──────── Document excerpt ────────

# Do leather shoes ALWAYS stretch?



## Hennessy (Oct 9, 2006)

I just bought a handsome pair of Mezlan cap toe shoes but am a little concerned that they may end up fitting poorly. They feel perfectly fine now, but the two pieces of leather that make up the blucher-style lace-up are literally touching each other from top to bottom when I tie my shoes comfortably. If the shoe stretches significantly with wear I am concerned that it will be too large...any advice? Could a good cobbler do something to fix the problem (if it actually does become a problem)?


----------



## medwards (Feb 6, 2005)

No, they do not _always_ stretch. And if they fit properly,they certainly should not expand _significantly_. But shoes will generally will begin to mold to one's foot over time. How much and where they give depends on a number of factors, including the leather, how the shoe is constructed, the number and placements of seams and/or broguing, and how much pressure the leather encounters while the shoe is being worn. Should the shoes become a bit loose across the instep, in may be possible for a cobbler to add a small pad under the tongue to restore the balance.


----------



## Teacher (Mar 14, 2005)

The only leathers I know of that doen't stretch at all are elephant and kangaroo. Calf will always give at least a _little_. However, if your shoes aren't actually snug, there won't be a lot of pressure on the leather, so they should stretch only a very minimal amount. medwards's suggestion of a tongue pad is a good one.


----------



## Brian13 (Aug 9, 2006)

i remember long ago when i purchased my first pair of expensive shoes at $195, a pair of captoe mezlans in basket weave brown.

──────── Available data ────────

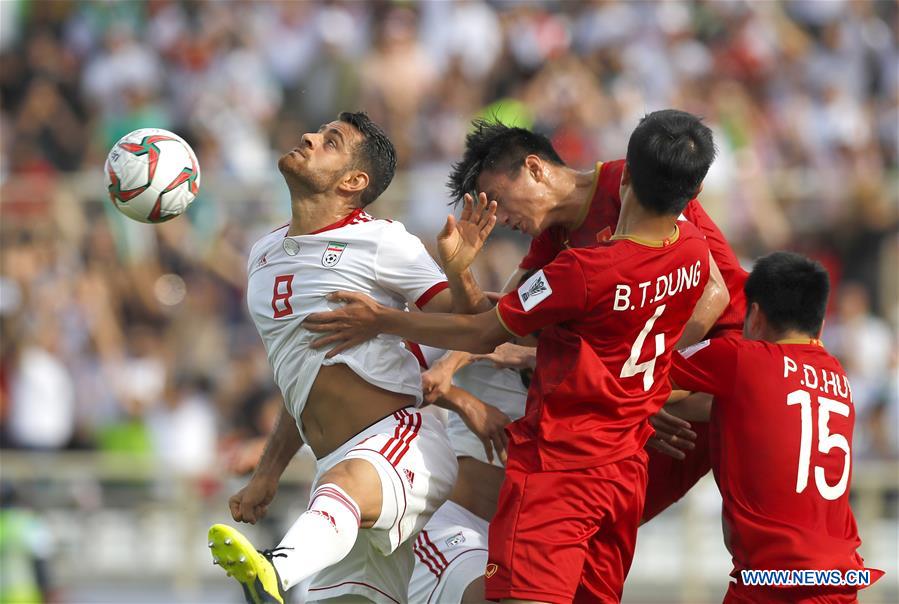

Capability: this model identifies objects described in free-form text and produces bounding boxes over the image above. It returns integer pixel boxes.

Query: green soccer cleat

────────

- List of tasks -
1 - Swap "basket weave brown" for "polished black" in the shoe-stretching thread, giving everything from "## Brian13 (Aug" down to "basket weave brown.".
2 - In the shoe-stretching thread, condense the paragraph beginning "The only leathers I know of" into a shorter version that keeps its main facts.
3 - Resume the shoe-stretching thread after its final sentence and carry it further.

- Task-by-task answers -
1 -
## Brian13 (Aug 9, 2006)

i remember long ago when i purchased my first pair of expensive shoes at $195, a pair of captoe mezlans in polished black.

2 - Elephant and kangaroo are the only leathers the writer knows of that do not stretch at all, while calf always gives at least a little. Shoes that are not actually snug put little pressure on the leather, so they should stretch only minimally. The tongue pad medwards suggested is a good remedy.

3 -
they were not comfortable at all, but i sure got alot of complements on them.
back then before i knew anything about colors and matching them, i always thought peculiarly that grey or dark grey matches beautifully with a brown shoe. 
so at a wedding i wore my grey suit and the mezlans and most of my friends and acquaintances were so surprised and amazed how bold and well i pulled off the attire and thought i looked good better compared to the dark suit black shoe comboed other korean fellas.


----------



## Hennessy (Oct 9, 2006)

Thanks for the responses - I am glad that I don't have to return the pair. What's that saying about Ebay? It's where you can buy ill-fitting apparel for much cheaper prices than the ill-fitting apparel you can buy locally?


----------



## RJmaiorano (Feb 12, 2007)

Mezlans seem to be a rather good starter shoe... they were my first pair of true leather shoes as well.


----------



## bigbris1 (Jan 24, 2007)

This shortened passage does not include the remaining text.